**MATERIAL SHOWN:**
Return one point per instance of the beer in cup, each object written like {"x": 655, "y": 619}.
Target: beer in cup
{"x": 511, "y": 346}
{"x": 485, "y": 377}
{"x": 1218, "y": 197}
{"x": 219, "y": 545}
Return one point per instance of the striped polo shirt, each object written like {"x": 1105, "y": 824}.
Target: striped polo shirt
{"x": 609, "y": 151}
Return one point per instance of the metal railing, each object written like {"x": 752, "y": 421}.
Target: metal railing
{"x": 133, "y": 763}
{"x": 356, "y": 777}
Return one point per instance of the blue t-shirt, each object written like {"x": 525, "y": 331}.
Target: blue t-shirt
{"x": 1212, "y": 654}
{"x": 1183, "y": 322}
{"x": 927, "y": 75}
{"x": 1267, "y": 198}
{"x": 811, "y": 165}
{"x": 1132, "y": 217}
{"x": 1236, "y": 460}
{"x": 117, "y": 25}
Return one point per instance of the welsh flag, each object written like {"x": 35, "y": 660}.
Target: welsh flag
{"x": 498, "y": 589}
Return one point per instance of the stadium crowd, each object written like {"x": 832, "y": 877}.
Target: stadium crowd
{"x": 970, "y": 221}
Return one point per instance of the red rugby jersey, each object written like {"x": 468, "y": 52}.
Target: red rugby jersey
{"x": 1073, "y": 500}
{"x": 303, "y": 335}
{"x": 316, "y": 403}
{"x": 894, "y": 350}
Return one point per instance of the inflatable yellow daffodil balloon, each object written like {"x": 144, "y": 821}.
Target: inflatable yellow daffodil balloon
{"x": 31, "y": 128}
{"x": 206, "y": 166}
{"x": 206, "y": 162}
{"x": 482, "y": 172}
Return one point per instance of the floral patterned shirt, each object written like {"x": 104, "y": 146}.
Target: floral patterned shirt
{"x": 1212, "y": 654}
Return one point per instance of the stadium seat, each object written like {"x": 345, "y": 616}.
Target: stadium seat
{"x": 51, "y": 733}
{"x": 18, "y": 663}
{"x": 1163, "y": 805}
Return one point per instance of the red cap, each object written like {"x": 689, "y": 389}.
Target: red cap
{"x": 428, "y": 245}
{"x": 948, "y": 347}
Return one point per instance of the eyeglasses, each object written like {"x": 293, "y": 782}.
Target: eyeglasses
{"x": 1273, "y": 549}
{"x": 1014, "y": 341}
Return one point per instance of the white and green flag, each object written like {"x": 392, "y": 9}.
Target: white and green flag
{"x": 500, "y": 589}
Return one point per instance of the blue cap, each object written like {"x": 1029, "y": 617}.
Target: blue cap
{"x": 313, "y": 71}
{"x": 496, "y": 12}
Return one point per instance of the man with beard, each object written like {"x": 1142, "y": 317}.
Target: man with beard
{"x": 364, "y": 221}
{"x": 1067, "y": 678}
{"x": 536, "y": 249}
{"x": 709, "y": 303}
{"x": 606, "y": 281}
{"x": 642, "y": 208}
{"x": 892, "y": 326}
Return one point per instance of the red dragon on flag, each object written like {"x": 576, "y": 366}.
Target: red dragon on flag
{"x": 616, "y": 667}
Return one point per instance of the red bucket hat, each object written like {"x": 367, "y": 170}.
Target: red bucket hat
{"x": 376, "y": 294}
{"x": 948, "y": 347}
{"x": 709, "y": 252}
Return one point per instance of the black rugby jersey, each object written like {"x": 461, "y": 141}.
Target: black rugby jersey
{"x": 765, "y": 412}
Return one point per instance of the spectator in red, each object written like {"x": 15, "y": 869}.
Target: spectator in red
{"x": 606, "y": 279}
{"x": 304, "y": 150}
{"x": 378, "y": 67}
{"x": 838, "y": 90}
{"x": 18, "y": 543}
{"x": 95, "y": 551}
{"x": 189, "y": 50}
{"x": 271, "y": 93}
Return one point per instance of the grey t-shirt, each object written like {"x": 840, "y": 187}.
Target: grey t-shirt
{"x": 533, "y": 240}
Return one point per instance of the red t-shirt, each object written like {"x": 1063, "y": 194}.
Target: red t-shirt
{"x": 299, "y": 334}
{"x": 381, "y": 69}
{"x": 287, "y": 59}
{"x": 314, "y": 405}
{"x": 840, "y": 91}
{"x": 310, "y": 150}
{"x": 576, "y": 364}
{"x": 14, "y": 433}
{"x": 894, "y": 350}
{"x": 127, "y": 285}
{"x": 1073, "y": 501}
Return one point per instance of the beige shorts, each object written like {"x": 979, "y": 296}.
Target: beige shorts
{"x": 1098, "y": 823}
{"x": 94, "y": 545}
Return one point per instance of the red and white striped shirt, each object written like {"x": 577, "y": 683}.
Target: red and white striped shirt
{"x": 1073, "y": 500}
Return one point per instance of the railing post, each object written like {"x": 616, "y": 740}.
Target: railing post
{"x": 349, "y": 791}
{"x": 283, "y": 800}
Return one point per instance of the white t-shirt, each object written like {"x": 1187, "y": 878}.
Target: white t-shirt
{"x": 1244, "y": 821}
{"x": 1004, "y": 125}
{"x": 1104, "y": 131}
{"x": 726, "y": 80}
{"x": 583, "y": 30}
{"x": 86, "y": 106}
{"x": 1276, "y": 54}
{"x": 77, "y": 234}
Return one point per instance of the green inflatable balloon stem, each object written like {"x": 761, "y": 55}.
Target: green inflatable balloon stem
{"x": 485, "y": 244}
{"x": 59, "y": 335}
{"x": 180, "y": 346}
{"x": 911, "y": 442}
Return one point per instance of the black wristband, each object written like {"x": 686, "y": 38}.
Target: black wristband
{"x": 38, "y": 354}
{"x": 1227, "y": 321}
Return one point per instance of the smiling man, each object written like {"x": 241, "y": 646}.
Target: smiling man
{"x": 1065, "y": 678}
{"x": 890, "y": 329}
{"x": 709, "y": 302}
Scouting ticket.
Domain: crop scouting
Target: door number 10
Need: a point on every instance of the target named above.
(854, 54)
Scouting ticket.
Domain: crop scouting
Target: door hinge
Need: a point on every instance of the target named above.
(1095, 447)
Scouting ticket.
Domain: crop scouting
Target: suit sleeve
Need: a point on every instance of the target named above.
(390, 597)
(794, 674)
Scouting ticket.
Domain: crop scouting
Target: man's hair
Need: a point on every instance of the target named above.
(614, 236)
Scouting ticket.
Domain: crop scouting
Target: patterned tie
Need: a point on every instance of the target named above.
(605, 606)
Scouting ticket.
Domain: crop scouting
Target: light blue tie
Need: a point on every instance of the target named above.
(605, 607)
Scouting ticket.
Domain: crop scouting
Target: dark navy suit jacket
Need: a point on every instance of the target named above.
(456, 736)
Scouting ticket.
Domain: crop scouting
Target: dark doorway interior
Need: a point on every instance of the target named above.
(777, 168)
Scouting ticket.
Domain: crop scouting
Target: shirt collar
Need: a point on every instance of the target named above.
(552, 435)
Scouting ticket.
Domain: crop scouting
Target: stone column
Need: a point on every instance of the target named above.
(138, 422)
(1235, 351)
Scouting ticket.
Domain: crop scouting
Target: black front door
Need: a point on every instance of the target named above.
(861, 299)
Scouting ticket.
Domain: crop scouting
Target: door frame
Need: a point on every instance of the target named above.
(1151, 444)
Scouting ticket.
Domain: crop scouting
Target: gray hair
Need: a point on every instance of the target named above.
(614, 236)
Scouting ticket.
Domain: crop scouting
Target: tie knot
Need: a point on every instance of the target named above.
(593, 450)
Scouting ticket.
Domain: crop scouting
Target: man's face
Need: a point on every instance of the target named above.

**BRIEF:** The lines holding the string "suit" in the listing above are what you should copy out.

**EXERCISE RESPONSE:**
Target: suit sleeve
Target: dark navy suit jacket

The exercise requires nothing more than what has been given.